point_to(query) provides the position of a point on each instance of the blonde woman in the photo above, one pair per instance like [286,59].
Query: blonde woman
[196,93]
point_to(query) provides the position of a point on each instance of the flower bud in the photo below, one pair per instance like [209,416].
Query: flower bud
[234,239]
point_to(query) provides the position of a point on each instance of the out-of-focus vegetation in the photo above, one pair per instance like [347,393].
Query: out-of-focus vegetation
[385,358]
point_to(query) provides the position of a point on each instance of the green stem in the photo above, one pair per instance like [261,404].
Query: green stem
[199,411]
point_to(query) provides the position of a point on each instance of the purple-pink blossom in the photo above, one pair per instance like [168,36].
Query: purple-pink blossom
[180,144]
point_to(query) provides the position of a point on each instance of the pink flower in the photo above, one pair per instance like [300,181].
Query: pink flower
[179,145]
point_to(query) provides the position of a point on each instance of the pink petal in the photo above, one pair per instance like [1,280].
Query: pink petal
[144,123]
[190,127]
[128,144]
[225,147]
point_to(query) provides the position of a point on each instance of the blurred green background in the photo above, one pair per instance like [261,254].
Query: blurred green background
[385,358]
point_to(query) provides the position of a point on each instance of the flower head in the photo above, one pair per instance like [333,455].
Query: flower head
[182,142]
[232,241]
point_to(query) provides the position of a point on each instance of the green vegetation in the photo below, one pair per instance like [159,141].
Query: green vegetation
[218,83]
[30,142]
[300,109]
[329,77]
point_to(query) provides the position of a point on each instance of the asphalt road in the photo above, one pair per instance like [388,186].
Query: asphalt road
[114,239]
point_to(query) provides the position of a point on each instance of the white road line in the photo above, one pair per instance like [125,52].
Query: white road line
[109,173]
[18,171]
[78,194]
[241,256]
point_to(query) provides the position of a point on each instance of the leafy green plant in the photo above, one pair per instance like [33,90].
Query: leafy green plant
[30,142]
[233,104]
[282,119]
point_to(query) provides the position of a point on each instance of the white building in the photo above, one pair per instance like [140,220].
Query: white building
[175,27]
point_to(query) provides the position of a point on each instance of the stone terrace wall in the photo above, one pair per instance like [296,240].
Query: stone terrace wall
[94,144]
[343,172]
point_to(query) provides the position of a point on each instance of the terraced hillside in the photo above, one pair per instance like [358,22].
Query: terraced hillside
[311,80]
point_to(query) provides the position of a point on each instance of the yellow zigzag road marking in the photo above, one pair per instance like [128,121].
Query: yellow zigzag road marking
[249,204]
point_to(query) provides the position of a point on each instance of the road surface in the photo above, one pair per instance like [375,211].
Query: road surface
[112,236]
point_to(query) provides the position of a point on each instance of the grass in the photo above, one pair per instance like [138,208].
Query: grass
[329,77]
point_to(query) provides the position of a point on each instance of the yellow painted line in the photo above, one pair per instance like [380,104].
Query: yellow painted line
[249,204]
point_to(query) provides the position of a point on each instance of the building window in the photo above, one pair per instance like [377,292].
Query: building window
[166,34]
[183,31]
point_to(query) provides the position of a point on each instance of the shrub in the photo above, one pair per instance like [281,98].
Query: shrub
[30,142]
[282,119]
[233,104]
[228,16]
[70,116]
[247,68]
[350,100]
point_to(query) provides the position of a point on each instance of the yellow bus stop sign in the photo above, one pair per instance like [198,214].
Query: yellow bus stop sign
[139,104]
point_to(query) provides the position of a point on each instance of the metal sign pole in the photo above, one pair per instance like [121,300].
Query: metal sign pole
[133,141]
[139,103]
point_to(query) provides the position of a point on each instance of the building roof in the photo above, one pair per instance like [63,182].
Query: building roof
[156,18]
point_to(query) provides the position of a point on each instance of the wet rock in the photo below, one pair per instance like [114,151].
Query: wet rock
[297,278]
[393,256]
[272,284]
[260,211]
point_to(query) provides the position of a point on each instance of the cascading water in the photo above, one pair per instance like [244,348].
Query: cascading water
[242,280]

---

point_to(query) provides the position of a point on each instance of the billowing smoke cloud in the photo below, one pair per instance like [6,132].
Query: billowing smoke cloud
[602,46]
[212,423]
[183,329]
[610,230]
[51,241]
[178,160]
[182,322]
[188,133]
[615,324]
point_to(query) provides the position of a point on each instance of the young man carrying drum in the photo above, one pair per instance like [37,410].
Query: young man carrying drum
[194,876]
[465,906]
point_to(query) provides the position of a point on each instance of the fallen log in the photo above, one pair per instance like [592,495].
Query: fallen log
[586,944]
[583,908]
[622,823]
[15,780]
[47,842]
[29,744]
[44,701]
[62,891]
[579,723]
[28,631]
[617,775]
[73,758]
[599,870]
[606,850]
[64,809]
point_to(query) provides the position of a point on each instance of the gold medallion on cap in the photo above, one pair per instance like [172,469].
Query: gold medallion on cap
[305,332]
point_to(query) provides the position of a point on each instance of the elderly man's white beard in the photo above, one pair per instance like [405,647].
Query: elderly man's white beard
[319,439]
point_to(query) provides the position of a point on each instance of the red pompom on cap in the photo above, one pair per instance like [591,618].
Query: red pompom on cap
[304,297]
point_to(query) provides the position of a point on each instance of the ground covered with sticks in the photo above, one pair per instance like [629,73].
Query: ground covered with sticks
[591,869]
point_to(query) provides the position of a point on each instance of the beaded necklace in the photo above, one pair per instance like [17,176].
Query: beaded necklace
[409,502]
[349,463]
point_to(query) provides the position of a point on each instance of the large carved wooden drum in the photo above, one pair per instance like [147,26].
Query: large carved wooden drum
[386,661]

WHAT IS EXPECTED
Count the lines in the material above that contain the word "stop". Give only the number.

SOLUTION TO THIS PROBLEM
2